**Directions**
Locate the line that contains "of the front". Print it and each following line through the end of the listing, verbatim, and nothing more.

(Entries from a point annotation set)
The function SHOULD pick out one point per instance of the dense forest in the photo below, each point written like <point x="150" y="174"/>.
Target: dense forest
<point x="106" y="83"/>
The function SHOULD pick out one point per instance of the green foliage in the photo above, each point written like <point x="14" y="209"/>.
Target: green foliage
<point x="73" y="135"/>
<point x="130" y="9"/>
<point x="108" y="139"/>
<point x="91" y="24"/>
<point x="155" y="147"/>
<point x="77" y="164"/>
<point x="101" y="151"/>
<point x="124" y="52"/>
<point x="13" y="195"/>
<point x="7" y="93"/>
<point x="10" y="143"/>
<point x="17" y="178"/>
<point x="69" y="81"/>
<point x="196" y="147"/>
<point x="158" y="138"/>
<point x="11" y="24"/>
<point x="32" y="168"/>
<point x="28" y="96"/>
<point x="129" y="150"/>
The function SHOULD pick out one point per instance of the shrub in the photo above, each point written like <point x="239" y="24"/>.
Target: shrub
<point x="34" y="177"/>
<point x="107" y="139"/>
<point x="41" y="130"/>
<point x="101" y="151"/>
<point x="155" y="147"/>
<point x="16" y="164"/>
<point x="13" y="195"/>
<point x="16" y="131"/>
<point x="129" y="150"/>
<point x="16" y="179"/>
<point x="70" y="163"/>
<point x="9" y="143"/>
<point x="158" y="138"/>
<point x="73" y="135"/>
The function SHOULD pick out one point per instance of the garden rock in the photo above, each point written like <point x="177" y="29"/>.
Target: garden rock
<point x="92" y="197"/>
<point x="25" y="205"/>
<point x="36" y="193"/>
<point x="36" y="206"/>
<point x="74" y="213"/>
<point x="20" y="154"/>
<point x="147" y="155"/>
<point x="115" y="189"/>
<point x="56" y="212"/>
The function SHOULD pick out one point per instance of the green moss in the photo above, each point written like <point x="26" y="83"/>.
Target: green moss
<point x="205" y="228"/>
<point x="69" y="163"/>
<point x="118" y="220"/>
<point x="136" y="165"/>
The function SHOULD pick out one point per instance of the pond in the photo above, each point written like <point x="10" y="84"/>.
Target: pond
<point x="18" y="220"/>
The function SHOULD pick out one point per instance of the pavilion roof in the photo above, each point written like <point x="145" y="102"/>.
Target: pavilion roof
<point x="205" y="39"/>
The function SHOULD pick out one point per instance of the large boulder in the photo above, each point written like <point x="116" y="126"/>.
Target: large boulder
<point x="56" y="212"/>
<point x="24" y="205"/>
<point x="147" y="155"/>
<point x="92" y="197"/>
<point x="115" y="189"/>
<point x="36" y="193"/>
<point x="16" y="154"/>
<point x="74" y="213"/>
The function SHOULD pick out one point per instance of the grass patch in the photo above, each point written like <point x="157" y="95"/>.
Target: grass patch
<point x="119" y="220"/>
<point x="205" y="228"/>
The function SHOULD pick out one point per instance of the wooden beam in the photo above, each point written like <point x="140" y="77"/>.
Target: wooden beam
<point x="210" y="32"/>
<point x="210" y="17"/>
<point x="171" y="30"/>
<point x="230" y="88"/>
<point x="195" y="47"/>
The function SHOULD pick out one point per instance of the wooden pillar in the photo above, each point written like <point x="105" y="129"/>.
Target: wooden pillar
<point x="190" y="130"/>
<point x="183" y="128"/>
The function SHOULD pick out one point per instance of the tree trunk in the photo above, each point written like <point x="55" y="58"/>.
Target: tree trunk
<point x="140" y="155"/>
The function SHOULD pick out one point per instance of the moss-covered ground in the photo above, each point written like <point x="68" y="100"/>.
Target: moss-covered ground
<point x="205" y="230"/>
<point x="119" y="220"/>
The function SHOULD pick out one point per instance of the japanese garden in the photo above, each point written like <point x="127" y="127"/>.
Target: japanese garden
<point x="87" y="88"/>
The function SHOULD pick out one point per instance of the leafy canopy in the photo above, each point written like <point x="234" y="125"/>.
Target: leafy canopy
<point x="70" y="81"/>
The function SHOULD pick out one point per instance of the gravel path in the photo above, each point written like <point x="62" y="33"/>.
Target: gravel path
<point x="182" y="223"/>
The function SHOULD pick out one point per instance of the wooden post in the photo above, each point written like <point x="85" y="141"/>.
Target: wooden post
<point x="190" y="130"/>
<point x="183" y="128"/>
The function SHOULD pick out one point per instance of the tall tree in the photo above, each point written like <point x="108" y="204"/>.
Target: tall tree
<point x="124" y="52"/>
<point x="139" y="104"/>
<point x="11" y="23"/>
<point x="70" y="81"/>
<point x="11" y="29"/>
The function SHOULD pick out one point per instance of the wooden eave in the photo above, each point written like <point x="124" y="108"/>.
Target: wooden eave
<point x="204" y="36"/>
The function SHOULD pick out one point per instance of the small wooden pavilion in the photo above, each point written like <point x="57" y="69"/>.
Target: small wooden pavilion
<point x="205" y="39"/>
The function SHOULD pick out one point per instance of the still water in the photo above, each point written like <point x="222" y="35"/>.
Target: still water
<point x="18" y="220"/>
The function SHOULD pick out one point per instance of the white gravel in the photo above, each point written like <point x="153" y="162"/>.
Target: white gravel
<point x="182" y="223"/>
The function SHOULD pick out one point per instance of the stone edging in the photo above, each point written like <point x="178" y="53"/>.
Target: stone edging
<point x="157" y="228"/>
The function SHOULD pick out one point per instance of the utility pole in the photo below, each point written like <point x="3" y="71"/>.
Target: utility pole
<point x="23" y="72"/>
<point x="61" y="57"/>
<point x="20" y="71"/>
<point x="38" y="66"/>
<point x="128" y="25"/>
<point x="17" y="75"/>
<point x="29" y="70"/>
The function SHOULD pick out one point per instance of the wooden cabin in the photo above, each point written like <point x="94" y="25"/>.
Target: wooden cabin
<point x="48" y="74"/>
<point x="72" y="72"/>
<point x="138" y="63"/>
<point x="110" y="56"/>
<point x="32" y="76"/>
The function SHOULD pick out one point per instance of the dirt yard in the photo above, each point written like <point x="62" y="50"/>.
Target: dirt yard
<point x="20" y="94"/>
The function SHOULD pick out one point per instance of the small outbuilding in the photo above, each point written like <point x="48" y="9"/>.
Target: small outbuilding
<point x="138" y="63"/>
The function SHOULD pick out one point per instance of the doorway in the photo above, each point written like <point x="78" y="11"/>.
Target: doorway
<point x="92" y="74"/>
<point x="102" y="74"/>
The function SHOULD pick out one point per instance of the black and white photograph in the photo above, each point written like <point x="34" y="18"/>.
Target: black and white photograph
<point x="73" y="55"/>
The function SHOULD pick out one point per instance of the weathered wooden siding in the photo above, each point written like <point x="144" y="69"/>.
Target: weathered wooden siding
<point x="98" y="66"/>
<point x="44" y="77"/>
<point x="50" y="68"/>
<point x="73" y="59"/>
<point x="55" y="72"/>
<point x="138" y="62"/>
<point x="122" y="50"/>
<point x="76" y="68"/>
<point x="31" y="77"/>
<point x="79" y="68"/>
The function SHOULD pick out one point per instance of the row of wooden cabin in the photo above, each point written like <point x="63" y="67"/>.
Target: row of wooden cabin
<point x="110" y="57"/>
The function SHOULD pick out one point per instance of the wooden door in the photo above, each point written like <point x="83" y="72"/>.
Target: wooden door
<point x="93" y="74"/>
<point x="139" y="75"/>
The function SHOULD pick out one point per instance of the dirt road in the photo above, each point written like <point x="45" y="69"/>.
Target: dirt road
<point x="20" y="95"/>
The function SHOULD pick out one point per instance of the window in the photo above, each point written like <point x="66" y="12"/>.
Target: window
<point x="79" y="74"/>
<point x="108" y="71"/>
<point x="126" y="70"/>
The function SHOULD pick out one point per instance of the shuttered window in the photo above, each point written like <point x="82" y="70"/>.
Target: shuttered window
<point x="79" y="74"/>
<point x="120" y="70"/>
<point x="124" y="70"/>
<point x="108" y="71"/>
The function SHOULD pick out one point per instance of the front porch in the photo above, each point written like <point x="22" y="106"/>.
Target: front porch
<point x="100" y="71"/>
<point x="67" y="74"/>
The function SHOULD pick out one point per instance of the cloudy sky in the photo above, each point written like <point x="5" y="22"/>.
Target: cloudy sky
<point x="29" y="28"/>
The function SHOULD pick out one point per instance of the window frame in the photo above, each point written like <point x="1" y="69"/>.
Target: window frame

**Full response**
The function SHOULD pick out one point per instance of the front porch in the photo above, each point written like <point x="22" y="106"/>.
Target: front porch
<point x="100" y="71"/>
<point x="67" y="74"/>
The function SHOULD pick out one point per instance of the cloudy sky in the photo above, each point written like <point x="5" y="22"/>.
Target: cloudy sky
<point x="29" y="28"/>
The function SHOULD pick out one point per instance of the window frame in the photo above, each point written like <point x="1" y="69"/>.
Target: window frame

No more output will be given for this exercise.